▸ EXERCISE: Word for word, retype every entry in the listing.

▸ MATERIAL SHOWN:
++++++++
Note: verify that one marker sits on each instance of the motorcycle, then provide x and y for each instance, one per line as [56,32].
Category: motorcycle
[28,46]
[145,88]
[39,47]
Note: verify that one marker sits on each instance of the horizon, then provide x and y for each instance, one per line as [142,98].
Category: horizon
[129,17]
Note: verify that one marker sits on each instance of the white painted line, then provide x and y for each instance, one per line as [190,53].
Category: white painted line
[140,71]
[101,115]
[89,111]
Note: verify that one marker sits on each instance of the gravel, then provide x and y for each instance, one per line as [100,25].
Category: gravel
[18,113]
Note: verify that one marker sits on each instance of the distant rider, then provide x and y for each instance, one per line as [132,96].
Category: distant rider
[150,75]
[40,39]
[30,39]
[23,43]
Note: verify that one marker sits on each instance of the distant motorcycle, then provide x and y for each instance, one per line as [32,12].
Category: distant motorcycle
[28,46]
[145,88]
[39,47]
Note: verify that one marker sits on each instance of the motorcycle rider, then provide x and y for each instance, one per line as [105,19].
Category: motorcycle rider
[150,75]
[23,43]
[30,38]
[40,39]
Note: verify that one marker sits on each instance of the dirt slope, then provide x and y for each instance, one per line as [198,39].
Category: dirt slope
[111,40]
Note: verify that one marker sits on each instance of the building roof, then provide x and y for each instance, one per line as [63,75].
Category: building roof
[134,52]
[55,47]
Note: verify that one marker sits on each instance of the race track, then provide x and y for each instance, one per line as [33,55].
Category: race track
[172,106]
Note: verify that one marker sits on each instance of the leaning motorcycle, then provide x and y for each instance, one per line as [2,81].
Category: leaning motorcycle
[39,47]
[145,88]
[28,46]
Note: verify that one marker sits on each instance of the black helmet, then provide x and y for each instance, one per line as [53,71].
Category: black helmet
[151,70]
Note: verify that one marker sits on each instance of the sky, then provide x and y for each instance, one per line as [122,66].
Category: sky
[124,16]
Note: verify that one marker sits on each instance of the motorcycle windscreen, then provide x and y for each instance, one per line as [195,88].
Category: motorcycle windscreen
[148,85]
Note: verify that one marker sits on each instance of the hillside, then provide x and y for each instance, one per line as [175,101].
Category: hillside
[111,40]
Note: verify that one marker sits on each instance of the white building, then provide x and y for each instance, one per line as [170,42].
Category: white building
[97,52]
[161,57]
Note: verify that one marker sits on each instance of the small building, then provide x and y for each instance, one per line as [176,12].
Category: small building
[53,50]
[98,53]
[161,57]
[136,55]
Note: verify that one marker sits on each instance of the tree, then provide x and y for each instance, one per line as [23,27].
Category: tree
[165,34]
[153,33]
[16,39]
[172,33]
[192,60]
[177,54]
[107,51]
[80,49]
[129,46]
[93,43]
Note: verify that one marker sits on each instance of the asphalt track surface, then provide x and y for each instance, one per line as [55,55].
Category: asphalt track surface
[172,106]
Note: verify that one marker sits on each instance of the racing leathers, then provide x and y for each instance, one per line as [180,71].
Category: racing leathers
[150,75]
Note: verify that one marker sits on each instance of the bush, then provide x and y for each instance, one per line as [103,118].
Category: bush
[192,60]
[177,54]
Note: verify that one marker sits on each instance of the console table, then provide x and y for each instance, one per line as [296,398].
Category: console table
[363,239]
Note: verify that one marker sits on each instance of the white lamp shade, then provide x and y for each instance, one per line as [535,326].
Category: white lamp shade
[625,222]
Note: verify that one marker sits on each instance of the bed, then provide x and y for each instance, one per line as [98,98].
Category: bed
++++++++
▸ EXERCISE RESPONSE:
Note: verify that one marker sits on each instance of the motorcycle, then provide x and y for each instance, one per line as [56,32].
Category: motorcycle
[28,46]
[145,88]
[39,47]
Note: verify that one marker sits on each instance of the horizon, then provide x and y for each instance, one per line as [142,98].
Category: horizon
[129,17]
Note: verify that one marker sits on each instance of the white painted line, then provide x and y for each instance, one per line as [190,53].
Category: white painted line
[140,71]
[101,115]
[89,111]
Note: verify that one marker sits on each instance of the gravel, then provide x and y for each instance, one per line as [100,25].
Category: gravel
[18,113]
Note: verify that one marker sits on each instance of the distant rider, then provide x and y for each instance, one per line as [132,96].
Category: distant rider
[150,75]
[40,39]
[30,39]
[23,43]
Note: verify that one marker sits on each instance of the distant motorcycle, then provide x and y for each instance, one per line as [32,12].
Category: distant motorcycle
[28,46]
[145,88]
[39,47]
Note: verify that one marker sits on each instance of the motorcycle rider, then provide x and y for each instance, one per line as [105,19].
Category: motorcycle rider
[150,75]
[23,43]
[30,38]
[40,39]
Note: verify that one marker sits on each instance of the dirt slope, then provide x and y for each instance, one per line as [198,39].
Category: dirt slope
[111,40]
Note: verify that one marker sits on each instance of the building roof, then provide x and y for each instance, one per line as [63,75].
Category: building roof
[134,52]
[55,47]
Note: verify that one marker sits on each instance of the race track, then provide x and y for each instance, one per line as [33,55].
Category: race track
[172,106]
Note: verify that one marker sits on each instance of the leaning motorcycle, then provide x and y for each instance, one per line as [2,81].
Category: leaning motorcycle
[39,47]
[145,88]
[28,46]
Note: verify that one marker sits on each instance of the black helmet, then provide x and y for each instance, one per line as [53,71].
Category: black helmet
[151,70]
Note: verify that one marker sits on each instance of the sky, then provide x and y for each instance, one per line as [122,66].
Category: sky
[124,16]
Note: verify that one marker sits on each instance of the motorcycle windscreen, then provide x and y for each instance, one per line as [195,88].
Category: motorcycle windscreen
[148,85]
Note: verify that one marker sits on each instance of the hillside, then provide x and y for each instance, one per line as [175,101].
Category: hillside
[111,40]
Note: verify that one marker sits on each instance of the white building, then provide x and y for each instance, one per line as [170,42].
Category: white building
[97,52]
[161,57]
Note: verify that one marker sits on each instance of the small building, then provide x and y for each instance, one per line as [176,12].
Category: small building
[53,50]
[98,53]
[161,57]
[136,55]
Note: verify that one marker sits on each instance of the tree, then provide x and y for each instance, one per line as [23,27].
Category: tree
[165,34]
[153,33]
[16,39]
[172,33]
[192,60]
[177,54]
[107,51]
[80,49]
[129,46]
[93,43]
Note: verify that one marker sits on each instance of the asphalt track surface, then provide x and y for each instance, one per line as [55,55].
Category: asphalt track surface
[172,106]
Note: verify that one marker sits on each instance of the racing leathers, then provide x and y for each instance, one per line as [180,71].
Category: racing leathers
[150,75]
Note: verify that one marker sits on each instance of the bush, then provide x and y for each instance, one per line as [103,118].
Category: bush
[192,60]
[177,54]
Note: verify that one marker sits on each instance of the console table, then provide x and y for each instance, one per line as [296,398].
Category: console table
[363,239]
Note: verify that one marker sits on each instance of the white lamp shade, then provide x and y for each instance, one per line as [535,326].
Category: white lamp shade
[625,222]
Note: verify that one marker sits on each instance of the bed, then provide x and y for each instance, one per line as [98,98].
Category: bed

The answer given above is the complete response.